Exercise brief: Copy out the entries again word for word, starting at the line containing "Guideline: for every instance of the carved" and ending at the line containing "<point>626,239</point>", with both of those lines included.
** begin Data entries **
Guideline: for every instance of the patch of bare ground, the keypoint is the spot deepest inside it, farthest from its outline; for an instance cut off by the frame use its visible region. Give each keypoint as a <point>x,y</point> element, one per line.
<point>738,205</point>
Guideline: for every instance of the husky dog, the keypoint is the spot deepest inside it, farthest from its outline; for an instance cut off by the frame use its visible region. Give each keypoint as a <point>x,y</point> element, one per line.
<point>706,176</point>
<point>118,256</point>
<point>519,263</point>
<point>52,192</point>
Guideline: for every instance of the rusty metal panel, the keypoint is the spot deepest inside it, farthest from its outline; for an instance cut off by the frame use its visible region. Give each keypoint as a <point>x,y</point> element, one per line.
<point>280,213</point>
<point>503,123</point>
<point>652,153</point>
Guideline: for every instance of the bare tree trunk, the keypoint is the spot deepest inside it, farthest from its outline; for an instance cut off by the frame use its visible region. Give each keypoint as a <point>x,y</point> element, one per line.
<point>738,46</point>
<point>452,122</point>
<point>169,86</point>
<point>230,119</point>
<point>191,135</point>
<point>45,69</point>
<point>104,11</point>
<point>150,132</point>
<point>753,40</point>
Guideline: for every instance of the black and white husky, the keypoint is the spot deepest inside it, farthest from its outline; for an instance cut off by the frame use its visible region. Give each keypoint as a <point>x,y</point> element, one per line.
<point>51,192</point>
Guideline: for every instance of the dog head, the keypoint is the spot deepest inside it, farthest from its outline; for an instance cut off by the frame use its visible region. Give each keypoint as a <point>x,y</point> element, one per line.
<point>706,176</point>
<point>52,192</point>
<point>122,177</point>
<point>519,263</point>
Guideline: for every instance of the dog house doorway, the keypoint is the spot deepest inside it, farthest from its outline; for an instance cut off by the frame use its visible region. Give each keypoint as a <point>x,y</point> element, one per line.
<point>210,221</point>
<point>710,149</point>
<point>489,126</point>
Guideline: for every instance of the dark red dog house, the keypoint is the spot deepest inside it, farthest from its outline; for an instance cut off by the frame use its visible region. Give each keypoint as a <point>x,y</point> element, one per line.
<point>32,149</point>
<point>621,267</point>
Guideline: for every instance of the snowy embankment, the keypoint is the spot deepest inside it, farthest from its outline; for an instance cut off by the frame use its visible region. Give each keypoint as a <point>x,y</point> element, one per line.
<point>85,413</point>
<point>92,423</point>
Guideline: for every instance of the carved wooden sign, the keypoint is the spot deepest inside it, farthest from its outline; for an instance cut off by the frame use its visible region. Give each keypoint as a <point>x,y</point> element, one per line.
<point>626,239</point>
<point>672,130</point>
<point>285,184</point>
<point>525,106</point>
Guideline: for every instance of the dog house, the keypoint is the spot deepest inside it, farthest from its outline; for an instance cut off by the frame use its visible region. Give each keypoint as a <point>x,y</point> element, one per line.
** end Data entries **
Answer to this exercise:
Guideline: for every instance of the carved wooden sign, the keypoint is the spot deepest inside it, farthest from its outline; for an instance cut off by the frame use its visible region. Give each keypoint as a <point>x,y</point> element, one per line.
<point>626,239</point>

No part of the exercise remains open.